• [Task directions]
Continue the reflection on coming home from abroad, picking up right after its last sentence.

• [Given text]
While on the plane back home my biggest fear was that everything would be different back home, that everyone has changed and that I wouldn’t fit in. Yet as I sat with my friends and family during my welcome home (reincorporation) barbeque I realized that my biggest struggle wasn’t with those who have changed but those who have remained the same. Unlike most people who come back home from abroad to the same lifestyle and home, I came back home to a mostly different life. I came back home to a new house, a different car, a new born baby and a new job. For me, everything was different and new, which made my reincorporation a little easier because I was so focused with adapting to all of those new changes instead of going through the same old routine. It wasn’t until being around my parents, who haven’t changed at all, did I realize how much I actually changed. They acted as if I had never left and wanted me to pick up exactly where I left off, yet I found myself unable to do that. It felt wrong, I wasn’t that person anymore. My Parents cared little about my experience abroad and focused more on the fact that I was finally back. The best way I could explain myself and my experience to them was that “I found a new self” (Simbach, p. 210). I couldn’t exactly describe how I have changed, it just felt as though I am more awake, aware of the world and what it has to offer. I didn’t find myself caring about frivolous things and cared more about the bigger picture of my life. To better help both myself and my family and friends adjust to the new me was to tell them and myself to be patient and open to the changes to come and to not force myself back into the old routine. One change that I intend on taking from my experience abroad is to limit the amount of waste we produce on a daily basis by: walking more, limiting the amount of electricity we use while also emphasizing recycling and compost. Also the most beneficial daily practice that I took from abroad and Simbach, that I want to incorporate into my new life and the lives of those around me, is taking time from the day to connect with nature and reflect. I also intend on bringing global knowledge and awareness to the QU community through the Irish club that I am now president of.

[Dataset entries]
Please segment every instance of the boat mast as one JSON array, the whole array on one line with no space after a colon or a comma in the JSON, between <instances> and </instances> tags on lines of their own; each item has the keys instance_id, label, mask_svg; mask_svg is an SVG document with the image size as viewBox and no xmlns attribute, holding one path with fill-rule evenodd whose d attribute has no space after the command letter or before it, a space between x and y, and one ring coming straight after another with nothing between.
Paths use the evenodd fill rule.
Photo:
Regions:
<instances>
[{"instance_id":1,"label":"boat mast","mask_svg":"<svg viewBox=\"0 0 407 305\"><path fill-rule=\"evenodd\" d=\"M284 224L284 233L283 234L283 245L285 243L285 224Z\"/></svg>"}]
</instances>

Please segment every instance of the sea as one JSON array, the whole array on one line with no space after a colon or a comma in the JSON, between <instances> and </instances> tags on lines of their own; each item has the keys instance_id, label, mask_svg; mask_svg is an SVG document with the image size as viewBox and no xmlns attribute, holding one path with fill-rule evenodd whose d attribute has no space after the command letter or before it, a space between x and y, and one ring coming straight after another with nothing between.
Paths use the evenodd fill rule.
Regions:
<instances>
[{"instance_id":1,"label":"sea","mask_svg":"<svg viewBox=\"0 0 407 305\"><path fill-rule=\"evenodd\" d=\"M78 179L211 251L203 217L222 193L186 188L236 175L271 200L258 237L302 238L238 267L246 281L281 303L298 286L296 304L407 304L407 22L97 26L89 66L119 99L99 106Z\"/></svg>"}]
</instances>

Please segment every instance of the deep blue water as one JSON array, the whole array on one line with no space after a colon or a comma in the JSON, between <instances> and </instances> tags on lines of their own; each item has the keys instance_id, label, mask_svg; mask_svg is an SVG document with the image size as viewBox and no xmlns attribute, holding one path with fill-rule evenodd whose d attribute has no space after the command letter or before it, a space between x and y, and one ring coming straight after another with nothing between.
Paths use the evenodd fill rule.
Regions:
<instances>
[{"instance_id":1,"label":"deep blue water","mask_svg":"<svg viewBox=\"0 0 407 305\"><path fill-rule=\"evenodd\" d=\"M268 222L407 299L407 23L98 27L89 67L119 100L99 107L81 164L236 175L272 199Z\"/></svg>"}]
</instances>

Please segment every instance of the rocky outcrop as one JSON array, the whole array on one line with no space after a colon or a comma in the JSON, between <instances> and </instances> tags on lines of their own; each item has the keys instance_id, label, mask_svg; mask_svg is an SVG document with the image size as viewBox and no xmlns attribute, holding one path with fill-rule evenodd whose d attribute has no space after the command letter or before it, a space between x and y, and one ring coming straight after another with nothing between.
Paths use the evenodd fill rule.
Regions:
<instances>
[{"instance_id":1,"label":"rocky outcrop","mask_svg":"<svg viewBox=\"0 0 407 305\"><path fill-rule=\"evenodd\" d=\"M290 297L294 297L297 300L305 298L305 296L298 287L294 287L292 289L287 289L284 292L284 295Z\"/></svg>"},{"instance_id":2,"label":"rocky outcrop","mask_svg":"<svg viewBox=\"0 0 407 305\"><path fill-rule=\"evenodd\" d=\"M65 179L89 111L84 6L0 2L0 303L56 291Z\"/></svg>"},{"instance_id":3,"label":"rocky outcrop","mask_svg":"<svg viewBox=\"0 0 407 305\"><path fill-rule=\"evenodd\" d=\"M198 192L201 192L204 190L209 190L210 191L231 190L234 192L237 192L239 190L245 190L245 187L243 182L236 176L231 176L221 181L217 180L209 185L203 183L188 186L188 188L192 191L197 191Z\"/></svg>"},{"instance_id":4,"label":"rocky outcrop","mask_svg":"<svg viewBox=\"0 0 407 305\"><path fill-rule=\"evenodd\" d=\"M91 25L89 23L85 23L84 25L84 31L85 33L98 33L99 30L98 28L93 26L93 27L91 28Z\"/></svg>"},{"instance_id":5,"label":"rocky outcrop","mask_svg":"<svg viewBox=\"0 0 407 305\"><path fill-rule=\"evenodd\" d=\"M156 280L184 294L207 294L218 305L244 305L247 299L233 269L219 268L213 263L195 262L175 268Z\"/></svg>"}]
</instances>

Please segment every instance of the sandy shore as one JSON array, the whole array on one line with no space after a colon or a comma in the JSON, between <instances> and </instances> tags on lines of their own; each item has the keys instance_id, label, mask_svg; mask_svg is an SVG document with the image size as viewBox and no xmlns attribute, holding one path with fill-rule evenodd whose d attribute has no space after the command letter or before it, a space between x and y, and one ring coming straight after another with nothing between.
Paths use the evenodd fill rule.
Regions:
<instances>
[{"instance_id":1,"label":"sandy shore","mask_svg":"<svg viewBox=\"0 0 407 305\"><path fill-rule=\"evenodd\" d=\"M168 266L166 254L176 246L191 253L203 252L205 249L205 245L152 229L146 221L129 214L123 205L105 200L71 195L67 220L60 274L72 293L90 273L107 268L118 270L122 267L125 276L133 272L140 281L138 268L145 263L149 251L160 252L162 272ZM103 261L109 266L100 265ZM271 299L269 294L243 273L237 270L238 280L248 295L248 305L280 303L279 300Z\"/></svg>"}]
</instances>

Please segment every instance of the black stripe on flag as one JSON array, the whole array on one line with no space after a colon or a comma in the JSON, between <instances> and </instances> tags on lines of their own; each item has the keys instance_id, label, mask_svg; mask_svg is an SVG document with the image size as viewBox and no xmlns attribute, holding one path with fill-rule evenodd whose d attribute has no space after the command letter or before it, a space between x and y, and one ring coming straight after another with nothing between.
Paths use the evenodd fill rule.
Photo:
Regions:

• [Result of the exercise]
Although my experience abroad has forever changed me and will be with me forever, I do not find myself homesick for it, just like I did not find myself homesick for America while in Ireland. And I think it’s because for me home is where I make it. I will never forget Ireland and the home I made there, but now it’s time for my next adventure. I also know that it is never goodbye, but simply, till next time. Simbach perfectly depicted my idea of what home means to me, he states “Home isn’t just a physical space we inhabit, but relationships, places and rituals that we learn to assemble wherever we are” (p.208). My goal throughout life is to expand my “home” as much as I can. I want to continue traveling and learning about the world, because the more I learn and experience the world, the more I begin to notice who I really am as a person.
Slimbach, Richard. Becoming World Wise: A Guide to Global Learning. Sterling, VA: Stylus Pub. LLC., 2010. Print.